→ **GIVEN EXERCISE**
Your task is to return the line containing "[mark] the young" plus every line after it, exactly and with nothing added.

→ **Point annotation dataset records**

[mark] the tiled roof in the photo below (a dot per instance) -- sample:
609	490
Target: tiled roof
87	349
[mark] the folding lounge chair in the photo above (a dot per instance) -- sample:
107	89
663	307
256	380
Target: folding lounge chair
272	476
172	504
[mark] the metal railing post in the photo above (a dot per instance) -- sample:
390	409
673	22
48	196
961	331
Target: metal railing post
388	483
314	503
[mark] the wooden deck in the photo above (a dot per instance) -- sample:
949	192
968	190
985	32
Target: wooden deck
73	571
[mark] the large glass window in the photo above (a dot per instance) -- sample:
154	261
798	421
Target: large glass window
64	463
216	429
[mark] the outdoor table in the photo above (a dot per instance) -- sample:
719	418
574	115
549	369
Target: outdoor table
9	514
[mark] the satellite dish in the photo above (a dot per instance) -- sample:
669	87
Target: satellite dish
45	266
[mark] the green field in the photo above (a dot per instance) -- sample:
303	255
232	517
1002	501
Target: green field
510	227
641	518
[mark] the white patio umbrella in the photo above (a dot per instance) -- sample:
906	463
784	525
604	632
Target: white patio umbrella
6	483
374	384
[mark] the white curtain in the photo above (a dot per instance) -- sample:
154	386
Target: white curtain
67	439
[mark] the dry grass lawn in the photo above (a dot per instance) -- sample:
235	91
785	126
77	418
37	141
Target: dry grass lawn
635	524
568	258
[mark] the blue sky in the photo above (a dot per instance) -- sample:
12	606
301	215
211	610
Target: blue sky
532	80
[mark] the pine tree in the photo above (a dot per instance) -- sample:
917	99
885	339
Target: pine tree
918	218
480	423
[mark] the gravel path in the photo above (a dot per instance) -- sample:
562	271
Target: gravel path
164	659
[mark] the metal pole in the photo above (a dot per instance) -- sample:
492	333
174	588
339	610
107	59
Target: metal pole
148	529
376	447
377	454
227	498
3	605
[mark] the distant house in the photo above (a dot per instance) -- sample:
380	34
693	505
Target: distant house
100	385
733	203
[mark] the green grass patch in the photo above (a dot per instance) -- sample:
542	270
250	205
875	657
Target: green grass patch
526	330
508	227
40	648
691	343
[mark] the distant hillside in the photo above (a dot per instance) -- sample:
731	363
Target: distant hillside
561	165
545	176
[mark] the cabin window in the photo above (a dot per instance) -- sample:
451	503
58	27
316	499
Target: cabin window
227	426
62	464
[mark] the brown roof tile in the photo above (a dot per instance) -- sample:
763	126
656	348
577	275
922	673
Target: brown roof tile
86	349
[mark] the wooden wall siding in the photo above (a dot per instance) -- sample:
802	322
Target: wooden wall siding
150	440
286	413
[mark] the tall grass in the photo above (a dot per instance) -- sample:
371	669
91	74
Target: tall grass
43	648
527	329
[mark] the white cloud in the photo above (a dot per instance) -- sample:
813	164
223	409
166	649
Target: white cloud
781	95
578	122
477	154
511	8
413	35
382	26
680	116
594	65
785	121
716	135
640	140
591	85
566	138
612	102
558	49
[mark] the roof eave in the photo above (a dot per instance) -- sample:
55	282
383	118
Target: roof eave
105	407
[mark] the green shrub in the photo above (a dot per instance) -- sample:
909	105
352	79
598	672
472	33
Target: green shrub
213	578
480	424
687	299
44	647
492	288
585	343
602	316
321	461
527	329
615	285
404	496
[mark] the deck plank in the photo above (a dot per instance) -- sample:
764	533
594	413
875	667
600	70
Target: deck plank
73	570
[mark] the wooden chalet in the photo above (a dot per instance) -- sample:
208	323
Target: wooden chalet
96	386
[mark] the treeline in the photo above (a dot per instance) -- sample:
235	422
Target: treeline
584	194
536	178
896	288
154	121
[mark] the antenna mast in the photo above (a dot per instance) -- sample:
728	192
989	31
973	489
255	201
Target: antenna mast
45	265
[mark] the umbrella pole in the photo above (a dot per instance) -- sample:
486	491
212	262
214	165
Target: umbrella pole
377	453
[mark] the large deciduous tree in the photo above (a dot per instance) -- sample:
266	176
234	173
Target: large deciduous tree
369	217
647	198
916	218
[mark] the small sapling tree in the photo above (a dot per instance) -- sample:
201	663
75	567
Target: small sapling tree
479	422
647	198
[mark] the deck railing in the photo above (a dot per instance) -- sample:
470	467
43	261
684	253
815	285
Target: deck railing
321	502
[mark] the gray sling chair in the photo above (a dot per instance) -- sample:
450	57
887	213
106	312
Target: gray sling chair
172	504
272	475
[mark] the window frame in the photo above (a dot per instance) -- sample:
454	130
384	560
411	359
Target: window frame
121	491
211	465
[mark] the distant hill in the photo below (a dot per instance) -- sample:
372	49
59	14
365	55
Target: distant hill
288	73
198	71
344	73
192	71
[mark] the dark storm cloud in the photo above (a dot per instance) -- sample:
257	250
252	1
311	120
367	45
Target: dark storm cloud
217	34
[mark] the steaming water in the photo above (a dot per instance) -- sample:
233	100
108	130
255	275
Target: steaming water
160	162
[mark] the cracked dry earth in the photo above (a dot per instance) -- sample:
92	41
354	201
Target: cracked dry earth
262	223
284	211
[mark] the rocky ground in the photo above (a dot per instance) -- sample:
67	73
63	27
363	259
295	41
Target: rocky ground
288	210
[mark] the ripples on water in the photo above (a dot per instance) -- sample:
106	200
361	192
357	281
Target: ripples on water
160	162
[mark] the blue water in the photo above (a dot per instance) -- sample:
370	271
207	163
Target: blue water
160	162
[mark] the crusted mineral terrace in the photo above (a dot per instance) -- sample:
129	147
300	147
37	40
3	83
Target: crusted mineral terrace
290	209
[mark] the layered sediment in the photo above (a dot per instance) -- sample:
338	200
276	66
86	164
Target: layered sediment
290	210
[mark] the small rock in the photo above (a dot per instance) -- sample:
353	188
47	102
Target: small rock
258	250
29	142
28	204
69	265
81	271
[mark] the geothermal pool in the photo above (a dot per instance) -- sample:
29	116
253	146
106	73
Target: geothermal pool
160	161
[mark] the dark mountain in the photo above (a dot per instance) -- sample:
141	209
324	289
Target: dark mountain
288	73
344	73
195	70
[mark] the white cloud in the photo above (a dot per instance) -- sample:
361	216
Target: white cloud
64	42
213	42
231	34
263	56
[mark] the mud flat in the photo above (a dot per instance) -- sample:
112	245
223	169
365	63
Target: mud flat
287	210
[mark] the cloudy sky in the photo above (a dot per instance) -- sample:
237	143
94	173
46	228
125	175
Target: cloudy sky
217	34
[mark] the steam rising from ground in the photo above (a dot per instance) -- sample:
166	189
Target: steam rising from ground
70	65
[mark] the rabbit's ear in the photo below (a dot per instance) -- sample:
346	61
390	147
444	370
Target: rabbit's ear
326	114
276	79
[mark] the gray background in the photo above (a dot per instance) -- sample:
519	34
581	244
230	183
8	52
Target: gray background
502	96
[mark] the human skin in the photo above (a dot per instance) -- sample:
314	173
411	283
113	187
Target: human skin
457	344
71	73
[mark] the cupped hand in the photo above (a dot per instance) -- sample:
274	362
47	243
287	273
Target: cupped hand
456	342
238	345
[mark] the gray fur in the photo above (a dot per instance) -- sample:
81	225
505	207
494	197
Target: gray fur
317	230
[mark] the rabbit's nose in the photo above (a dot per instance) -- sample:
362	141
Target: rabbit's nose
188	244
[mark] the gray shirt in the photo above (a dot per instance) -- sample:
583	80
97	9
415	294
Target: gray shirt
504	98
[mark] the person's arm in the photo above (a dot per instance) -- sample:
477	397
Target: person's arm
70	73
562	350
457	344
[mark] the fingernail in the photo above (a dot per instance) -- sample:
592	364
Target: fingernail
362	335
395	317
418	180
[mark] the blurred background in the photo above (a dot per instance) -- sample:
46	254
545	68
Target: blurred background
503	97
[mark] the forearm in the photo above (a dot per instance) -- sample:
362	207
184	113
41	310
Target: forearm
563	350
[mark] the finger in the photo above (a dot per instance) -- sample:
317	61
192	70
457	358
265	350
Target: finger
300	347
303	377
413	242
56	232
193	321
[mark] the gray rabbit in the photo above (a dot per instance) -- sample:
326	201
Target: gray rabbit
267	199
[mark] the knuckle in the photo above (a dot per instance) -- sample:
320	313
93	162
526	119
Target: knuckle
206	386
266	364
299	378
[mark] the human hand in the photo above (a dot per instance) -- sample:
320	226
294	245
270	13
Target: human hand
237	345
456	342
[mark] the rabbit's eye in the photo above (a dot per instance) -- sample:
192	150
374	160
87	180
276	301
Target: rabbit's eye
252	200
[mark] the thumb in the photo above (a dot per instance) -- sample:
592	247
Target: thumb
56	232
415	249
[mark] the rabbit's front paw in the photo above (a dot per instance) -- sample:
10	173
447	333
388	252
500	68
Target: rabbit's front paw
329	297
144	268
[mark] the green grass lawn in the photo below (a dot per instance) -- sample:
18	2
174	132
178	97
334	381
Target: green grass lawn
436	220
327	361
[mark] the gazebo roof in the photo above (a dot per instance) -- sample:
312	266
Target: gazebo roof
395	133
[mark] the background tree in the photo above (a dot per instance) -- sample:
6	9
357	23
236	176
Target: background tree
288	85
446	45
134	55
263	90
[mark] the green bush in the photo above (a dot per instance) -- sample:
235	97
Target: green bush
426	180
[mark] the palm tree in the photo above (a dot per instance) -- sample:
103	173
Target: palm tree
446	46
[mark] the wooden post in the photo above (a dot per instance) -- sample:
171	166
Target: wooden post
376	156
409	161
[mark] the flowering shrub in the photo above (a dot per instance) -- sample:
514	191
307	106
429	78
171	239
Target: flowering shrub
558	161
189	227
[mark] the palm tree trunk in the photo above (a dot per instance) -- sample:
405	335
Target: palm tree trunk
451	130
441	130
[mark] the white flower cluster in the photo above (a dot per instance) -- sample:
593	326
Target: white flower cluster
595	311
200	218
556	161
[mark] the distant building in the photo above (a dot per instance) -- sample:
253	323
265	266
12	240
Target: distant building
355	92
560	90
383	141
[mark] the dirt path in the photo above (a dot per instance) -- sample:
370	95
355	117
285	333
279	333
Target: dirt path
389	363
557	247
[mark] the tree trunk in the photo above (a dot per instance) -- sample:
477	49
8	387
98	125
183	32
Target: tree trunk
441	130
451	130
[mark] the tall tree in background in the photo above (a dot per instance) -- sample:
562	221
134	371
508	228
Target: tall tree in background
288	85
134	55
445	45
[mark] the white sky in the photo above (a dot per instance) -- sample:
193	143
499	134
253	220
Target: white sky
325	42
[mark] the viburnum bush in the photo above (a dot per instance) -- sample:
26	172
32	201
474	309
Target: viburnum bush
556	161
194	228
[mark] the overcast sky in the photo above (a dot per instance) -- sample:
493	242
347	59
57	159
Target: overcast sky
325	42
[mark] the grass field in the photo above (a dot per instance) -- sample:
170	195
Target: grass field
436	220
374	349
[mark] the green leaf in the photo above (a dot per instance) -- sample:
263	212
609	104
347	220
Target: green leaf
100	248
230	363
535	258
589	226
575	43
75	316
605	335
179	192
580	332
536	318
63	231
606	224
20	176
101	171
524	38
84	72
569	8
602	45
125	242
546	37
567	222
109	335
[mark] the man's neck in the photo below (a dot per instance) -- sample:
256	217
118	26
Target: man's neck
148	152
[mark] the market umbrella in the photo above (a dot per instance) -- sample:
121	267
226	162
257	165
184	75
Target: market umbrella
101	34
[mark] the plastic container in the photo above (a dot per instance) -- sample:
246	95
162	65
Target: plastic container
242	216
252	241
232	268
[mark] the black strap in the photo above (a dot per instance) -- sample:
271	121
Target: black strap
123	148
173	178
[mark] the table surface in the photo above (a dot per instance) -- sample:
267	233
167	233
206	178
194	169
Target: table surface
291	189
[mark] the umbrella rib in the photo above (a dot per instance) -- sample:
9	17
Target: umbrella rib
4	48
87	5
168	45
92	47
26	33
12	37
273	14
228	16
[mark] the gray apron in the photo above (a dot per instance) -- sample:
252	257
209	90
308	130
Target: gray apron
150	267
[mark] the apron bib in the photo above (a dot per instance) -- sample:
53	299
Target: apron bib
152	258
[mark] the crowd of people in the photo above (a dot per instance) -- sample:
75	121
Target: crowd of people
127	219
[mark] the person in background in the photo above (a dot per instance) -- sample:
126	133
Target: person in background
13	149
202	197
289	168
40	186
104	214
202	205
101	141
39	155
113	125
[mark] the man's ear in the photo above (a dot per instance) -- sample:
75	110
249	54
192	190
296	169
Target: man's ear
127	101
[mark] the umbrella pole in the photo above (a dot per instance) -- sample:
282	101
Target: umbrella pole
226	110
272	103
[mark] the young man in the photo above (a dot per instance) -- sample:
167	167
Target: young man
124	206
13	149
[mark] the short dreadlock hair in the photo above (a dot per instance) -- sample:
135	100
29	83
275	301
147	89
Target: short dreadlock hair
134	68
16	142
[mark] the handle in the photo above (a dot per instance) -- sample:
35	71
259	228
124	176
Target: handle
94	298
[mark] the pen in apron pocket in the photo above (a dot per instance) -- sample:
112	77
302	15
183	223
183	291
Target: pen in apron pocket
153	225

→ **RESULT FOR THIS TASK**
[mark] the young man in the photo above (a dot per instance) -- sample:
167	167
Target: young man
124	206
13	149
[mark] the short dreadlock hair in the photo above (a dot per instance) -- sample:
135	100
29	83
275	301
147	89
Target: short dreadlock hair
134	68
16	142
[mark] the handle in the photo above (a dot per instance) -- sample:
35	71
259	228
124	176
Target: handle
94	298
[mark] the pen in apron pocket in the photo above (a dot per instance) -- sample:
112	77
302	15
183	223
183	291
Target: pen in apron pocket
153	225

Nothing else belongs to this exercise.